──────── EXCERPTED DATA ────────

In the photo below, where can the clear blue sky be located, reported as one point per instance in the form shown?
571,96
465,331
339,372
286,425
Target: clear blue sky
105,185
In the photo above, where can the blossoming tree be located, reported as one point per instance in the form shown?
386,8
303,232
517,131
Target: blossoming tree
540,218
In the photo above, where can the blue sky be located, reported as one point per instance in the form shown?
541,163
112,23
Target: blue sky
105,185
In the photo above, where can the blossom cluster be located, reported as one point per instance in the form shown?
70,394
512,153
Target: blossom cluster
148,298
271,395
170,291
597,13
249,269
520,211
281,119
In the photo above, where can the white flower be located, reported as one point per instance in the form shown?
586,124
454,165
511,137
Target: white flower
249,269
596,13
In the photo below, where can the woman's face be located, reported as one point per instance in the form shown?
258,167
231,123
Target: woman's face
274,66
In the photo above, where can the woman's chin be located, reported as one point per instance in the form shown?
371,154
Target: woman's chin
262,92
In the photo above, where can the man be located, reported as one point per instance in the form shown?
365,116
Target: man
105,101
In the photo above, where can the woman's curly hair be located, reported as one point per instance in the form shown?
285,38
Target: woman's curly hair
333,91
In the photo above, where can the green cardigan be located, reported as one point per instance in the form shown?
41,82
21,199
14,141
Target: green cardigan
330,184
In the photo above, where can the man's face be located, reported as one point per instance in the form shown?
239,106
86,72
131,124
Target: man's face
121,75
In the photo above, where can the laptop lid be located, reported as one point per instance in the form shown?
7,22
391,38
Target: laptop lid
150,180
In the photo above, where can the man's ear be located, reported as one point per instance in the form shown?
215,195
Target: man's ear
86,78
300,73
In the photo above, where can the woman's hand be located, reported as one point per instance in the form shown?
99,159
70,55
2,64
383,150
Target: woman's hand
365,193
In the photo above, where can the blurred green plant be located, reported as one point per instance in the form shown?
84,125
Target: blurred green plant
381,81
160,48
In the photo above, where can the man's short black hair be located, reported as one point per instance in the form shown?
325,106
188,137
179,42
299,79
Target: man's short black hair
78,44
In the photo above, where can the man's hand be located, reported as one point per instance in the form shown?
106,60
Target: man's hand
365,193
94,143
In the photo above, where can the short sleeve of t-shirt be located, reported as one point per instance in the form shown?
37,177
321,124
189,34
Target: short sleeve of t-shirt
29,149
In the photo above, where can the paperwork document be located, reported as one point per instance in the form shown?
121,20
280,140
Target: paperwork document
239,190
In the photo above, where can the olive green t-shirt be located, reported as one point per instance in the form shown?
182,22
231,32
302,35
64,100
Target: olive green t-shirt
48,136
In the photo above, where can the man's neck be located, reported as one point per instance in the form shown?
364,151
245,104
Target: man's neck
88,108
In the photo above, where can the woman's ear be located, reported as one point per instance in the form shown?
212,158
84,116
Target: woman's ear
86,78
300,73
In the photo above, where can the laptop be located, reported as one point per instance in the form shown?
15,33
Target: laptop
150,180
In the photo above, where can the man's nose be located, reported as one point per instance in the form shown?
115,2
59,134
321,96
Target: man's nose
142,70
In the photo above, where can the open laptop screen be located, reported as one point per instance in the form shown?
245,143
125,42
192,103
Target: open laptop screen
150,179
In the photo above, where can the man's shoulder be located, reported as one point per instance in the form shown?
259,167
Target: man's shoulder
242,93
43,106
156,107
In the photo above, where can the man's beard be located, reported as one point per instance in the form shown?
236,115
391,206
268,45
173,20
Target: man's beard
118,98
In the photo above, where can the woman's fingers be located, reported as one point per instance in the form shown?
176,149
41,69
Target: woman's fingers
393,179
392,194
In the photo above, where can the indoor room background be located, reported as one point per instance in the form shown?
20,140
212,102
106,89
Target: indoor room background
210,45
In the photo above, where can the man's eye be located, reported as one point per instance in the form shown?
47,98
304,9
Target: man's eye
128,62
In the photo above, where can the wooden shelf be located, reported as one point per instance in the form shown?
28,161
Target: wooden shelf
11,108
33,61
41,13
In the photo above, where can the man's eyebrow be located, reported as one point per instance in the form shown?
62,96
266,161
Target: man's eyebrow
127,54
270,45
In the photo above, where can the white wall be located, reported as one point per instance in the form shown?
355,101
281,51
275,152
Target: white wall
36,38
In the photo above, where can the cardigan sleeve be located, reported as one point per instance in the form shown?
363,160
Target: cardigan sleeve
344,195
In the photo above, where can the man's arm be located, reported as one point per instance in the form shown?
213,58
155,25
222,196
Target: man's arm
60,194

────────

◆ **GIVEN INSTRUCTION**
Copy all data exactly, start to finish.

◆ **RESULT BELOW**
In the photo below, where can the clear blue sky be located, reported as one point per instance in the form shown?
571,96
465,331
339,372
286,425
Target: clear blue sky
105,185
In the photo above, where can the blossoming tree be located, reported as one point per instance in the form shown?
386,8
303,232
517,131
Target: blossoming tree
540,218
In the photo above, where can the blue sky be located, reported as one point per instance in the form shown?
541,163
112,23
Target: blue sky
105,185
In the photo above, where can the blossom cluster be located, reported as one point per instance in the form shown?
70,394
512,153
Target: blossom cluster
148,298
271,395
170,291
597,13
249,269
520,211
281,119
In the photo above, where can the white flower be located, reported as one point per instance in the form shown?
586,124
454,165
511,137
Target: white flower
249,269
596,13
In the photo below, where can the woman's face be located, reported as one point per instance in the form shown?
258,167
231,123
Target: woman's face
274,66
In the photo above, where can the woman's chin be located, reported as one point per instance in the form shown?
371,154
Target: woman's chin
262,92
In the photo above, where can the man be located, reported as one point per instance in the form shown?
365,116
Target: man
105,101
In the photo above, where can the woman's curly hair be located, reported as one point per instance in the form shown?
285,38
Target: woman's curly hair
333,91
In the photo above, where can the green cardigan be located, reported as one point per instance in the form shown?
41,82
21,199
14,141
Target: green cardigan
330,184
In the photo above, where can the man's face be located, reported as one point per instance in the form shown?
239,106
86,72
131,124
Target: man's face
121,75
In the photo above, where can the laptop lid be located, reported as one point per instance in the form shown?
7,22
391,38
Target: laptop lid
150,180
In the photo above, where can the man's ear be located, reported as one point per instance in the form shown?
215,195
Target: man's ear
86,78
300,73
In the photo above, where can the woman's hand be located, reported as one point per instance in the form shown?
99,159
70,55
2,64
383,150
Target: woman's hand
365,193
In the photo above, where can the blurred green plant be located, reported as one point per instance in the form shown?
84,125
Target: blurred green plant
381,81
160,48
In the photo above, where can the man's short black hair be located, reported as one point per instance in the form shown?
325,106
188,137
179,42
299,79
Target: man's short black hair
78,44
In the photo above, where can the man's hand be located, reported as one point per instance in the form shown?
106,60
Target: man's hand
365,193
94,143
In the photo above, where can the short sleeve of t-shirt be located, reported as one point per instance in the form shown?
37,177
321,124
189,34
Target: short sleeve of t-shirt
29,149
In the photo above, where can the paperwork document be located, reported as one point per instance in the form shown?
121,20
280,140
Target: paperwork document
239,190
In the photo above, where can the olive green t-shirt be located, reported as one point per instance in the form shown?
182,22
231,32
302,35
64,100
Target: olive green t-shirt
48,136
In the photo above, where can the man's neck be located, reported as one point per instance in the form shown?
364,151
245,104
Target: man's neck
88,108
In the photo above, where can the woman's ear be located, reported as one point per instance in the form shown?
212,158
84,116
Target: woman's ear
86,78
300,73
In the photo above, where can the laptop be located, reported as one point per instance in the form shown?
15,33
Target: laptop
150,180
In the photo above, where can the man's nose be located, reported as one point per instance in the form shown?
115,2
59,134
321,96
Target: man's nose
142,70
In the photo above, where can the open laptop screen be located, reported as one point per instance in the form shown?
245,143
125,42
192,103
Target: open laptop screen
150,179
In the photo above, where can the man's shoulder be located, reported as one point per instance in the form shown?
259,167
Target: man's shoulder
242,93
43,106
156,107
In the photo above, where can the man's beard be located, reported as one point per instance in the form shown?
236,115
391,206
268,45
173,20
Target: man's beard
118,98
In the photo above, where can the woman's fingers be located, reported as one point per instance in the form shown?
176,149
41,69
Target: woman's fingers
393,179
392,194
In the photo above, where can the indoor room background be located, reported as one point per instance in the form shown?
20,140
212,102
106,89
Target: indoor room background
210,45
In the photo above, where can the man's eye be located, reported as one point per instance in the form shown?
47,98
304,9
Target: man's eye
128,62
In the photo above, where can the wooden shelf be located, reported as one point per instance in the form shown?
28,161
Target: wooden shelf
11,108
33,61
41,13
In the photo above, where can the man's eyebrow be located, reported as one point per instance in the form shown?
62,96
266,161
Target: man's eyebrow
127,54
270,45
In the photo above, where can the white wall be located, reported as one point per instance in the form shown?
355,101
281,51
275,152
Target: white wall
36,38
In the photo above, where can the cardigan sleeve be located, reported as one point per instance in the form shown?
363,160
Target: cardigan sleeve
344,195
In the photo above, where can the man's arm be located, reported as one point per instance in the form shown?
213,58
155,25
222,196
Target: man's arm
60,194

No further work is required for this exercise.